◆ EXERCISE REQUIREMENTS ◆
- A) According to the thread, how long has the mentor who handles the team's Business work been with the team?
- B) Please list every division into which the thread says the team is organized.
- C) Decide whether each statement agrees with the thread, answering yes or no and quoting the words that settle it: (i) The team has done a proper chairmans within the last few years. (ii) The team is entirely student-led. (iii) At most one or two people have been interested in Business.

◆ PAGE ◆

_ _ _ _

How do you get people interested in Business?

As we all know, it’s costly to participate in FIRST. Especially if you build multiple bots, go to multiple competitions, and host your own events. And a big help for that is having a proper business division in your team that can help organize, get sponsors, fundraise etc.

For the past 4 years I’ve been on my team and talking to seniors before me it seems we’ve only really had at max 1-2 person who’s been interested in Business. Luckily we have an amazing mentor that’s been around the past 10 years that really helps and steps up for our team on the Business side, but we want students to get involved as well. As one of the leaders on my team I wish to try expanding our Business team but the question is, how would we get people actually interested in Business? And secondly, what all does your Business team do? Do they just do Business related things or do they help out with recruitment(Like we want our team to do) or what?

I’m new to this (sub-team). What exactly is Business?

Basically the way our team is organized currently is in separate “teams” or divisions. We have Fabrication/Assembly, Electronics, Design, Programming, and Business. Business is what handles fundraising money, obtaining sponsors, chairmans(though we haven’t done a proper chairmans in over a decade due to the small Business side), and recruitment for our team at least. Being our team is completely student-led we strive to have students do the work but on other teams that may not be the case. We’ve been lucky to have a mentor stick with us for the past 10 years doing almost all our Business stuff but we want that to be changed.

Few questions based on fundraising- (some that i’ve noticed from my team too)

_ _ _ _

◆ DATASET RECORDS ◆
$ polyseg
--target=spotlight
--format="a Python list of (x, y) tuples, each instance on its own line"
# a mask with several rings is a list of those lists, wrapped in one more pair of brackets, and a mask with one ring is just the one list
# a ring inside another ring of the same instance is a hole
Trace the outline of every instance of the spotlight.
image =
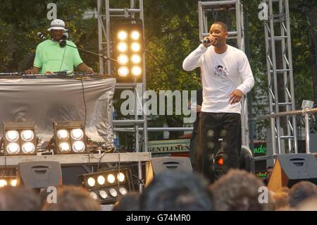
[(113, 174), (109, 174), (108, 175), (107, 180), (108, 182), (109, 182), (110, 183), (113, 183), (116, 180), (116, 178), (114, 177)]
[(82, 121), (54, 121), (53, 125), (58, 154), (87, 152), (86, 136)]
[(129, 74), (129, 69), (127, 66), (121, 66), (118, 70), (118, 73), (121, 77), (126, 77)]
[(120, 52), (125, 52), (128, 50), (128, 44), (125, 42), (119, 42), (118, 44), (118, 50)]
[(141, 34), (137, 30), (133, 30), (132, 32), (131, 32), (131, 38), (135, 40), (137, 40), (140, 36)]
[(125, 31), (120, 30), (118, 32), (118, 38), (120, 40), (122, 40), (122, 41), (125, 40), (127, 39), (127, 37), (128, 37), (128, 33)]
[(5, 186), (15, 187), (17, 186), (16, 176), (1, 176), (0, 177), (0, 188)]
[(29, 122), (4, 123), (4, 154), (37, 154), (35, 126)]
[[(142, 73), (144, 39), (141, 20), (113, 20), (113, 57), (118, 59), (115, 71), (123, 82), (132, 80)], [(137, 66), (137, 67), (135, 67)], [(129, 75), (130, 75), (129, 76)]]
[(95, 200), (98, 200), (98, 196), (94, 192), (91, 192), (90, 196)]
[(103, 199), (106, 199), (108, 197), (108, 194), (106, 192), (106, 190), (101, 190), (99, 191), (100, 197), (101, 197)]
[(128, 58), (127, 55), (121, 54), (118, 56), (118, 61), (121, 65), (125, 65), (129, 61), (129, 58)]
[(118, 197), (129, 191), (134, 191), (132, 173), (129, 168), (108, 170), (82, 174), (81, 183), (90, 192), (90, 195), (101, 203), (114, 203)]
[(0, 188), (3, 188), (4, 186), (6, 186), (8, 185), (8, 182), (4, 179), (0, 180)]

_ _ _ _

◆ REPLIES ◆
- A) The past 10 years.

- B) Fabrication/Assembly, Electronics, Design, Programming, Business

- C)
(i) No: "we haven’t done a proper chairmans in over a decade"
(ii) Yes: "Being our team is completely student-led"
(iii) Yes: "we’ve only really had at max 1-2 person who’s been interested in Business"